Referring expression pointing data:
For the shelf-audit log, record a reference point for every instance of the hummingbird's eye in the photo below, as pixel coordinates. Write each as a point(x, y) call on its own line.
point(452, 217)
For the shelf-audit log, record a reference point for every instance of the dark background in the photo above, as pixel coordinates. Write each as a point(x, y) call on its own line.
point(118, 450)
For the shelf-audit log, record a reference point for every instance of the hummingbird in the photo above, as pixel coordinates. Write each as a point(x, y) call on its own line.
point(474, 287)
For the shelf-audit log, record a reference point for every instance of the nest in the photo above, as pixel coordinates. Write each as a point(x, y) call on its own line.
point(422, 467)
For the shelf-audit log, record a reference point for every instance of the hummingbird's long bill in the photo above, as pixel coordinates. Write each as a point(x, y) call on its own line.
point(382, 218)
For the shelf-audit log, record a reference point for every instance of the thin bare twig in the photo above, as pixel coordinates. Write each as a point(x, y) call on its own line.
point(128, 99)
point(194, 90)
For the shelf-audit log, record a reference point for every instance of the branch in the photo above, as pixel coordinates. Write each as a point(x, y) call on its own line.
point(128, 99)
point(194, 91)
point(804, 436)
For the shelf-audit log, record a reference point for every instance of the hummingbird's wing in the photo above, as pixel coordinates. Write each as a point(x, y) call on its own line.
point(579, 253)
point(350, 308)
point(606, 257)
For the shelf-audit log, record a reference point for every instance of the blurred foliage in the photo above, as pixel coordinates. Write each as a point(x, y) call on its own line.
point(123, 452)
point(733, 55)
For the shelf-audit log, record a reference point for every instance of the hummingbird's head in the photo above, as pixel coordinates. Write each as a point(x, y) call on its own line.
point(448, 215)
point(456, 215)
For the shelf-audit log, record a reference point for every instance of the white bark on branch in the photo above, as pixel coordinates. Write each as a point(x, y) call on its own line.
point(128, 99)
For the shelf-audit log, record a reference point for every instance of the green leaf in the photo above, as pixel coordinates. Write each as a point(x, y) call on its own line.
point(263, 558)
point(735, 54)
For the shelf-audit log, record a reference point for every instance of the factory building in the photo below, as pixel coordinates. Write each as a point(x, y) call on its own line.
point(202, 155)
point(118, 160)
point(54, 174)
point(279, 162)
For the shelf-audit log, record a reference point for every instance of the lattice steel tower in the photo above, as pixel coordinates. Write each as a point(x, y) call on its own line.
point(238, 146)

WHAT THE TASK REQUIRES: Every entry shown earlier is to be returned exactly, line for line.

EXPECTED OUTPUT:
For the shelf-audit log, record a reference point for every instance of the hummingbird's eye in the photo below, as pixel coordinates. Write each as a point(x, y) call on its own line.
point(452, 217)
For the shelf-audit log, record a reference point for every instance of the dark background in the photo above, as pixel coordinates. Write each as a point(x, y) call on its own line.
point(118, 450)
For the shelf-audit log, record a reference point for every instance of the hummingbird in the photo above, as pixel coordinates. Write each as a point(x, y) call on its own line.
point(474, 287)
For the shelf-audit log, record a reference point for every instance of the nest in the photo above, as pixel coordinates. Write each as a point(x, y) call on its own line.
point(422, 467)
For the shelf-audit log, record a reference point for every instance of the hummingbird's long bill in the photo above, as pixel coordinates. Write each as a point(x, y) call on its own line.
point(382, 218)
For the shelf-audit log, record a reference point for every instance of the thin bare twig in the photo above, as pixel coordinates. Write each as a point(x, y) call on its own line.
point(128, 99)
point(194, 90)
For the shelf-audit log, record a reference point for every instance of the branch in the photo above, as pixel coordinates. Write each as a point(x, y) call on its own line.
point(128, 99)
point(194, 91)
point(804, 436)
For the shelf-audit log, record a reference point for every instance of the hummingbird's wing in the photo above, as pixel coordinates. Write each as a point(x, y) call on its own line.
point(579, 253)
point(350, 308)
point(606, 257)
For the shelf-audit log, record a reference point for every instance of the blurred foliage in the photo above, as pixel coordinates. Write each as a point(x, y) call on its own line.
point(123, 452)
point(733, 55)
For the shelf-audit log, record a reference point for every instance of the hummingbird's head in the photo above, as pixel coordinates. Write each as a point(x, y) call on its own line.
point(448, 215)
point(456, 215)
For the shelf-audit log, record a reference point for every instance of the white bark on branch in the photo above, as pixel coordinates. Write each as a point(x, y) call on its own line.
point(128, 99)
For the shelf-audit log, record a reference point for every instance of the green leaf in the photo above, as pixel coordinates. Write each as a point(x, y) call on its own line.
point(263, 558)
point(735, 54)
For the shelf-audit log, record a reference point for every instance of the factory building in the photo below, as pixel coordinates. Write each as a point(x, y) call on its own line.
point(202, 155)
point(118, 160)
point(54, 174)
point(279, 162)
For the shelf-audit log, record a reference point for every instance of the lattice steel tower in the photo above, as pixel coordinates. Write each as a point(x, y) call on its own line.
point(238, 146)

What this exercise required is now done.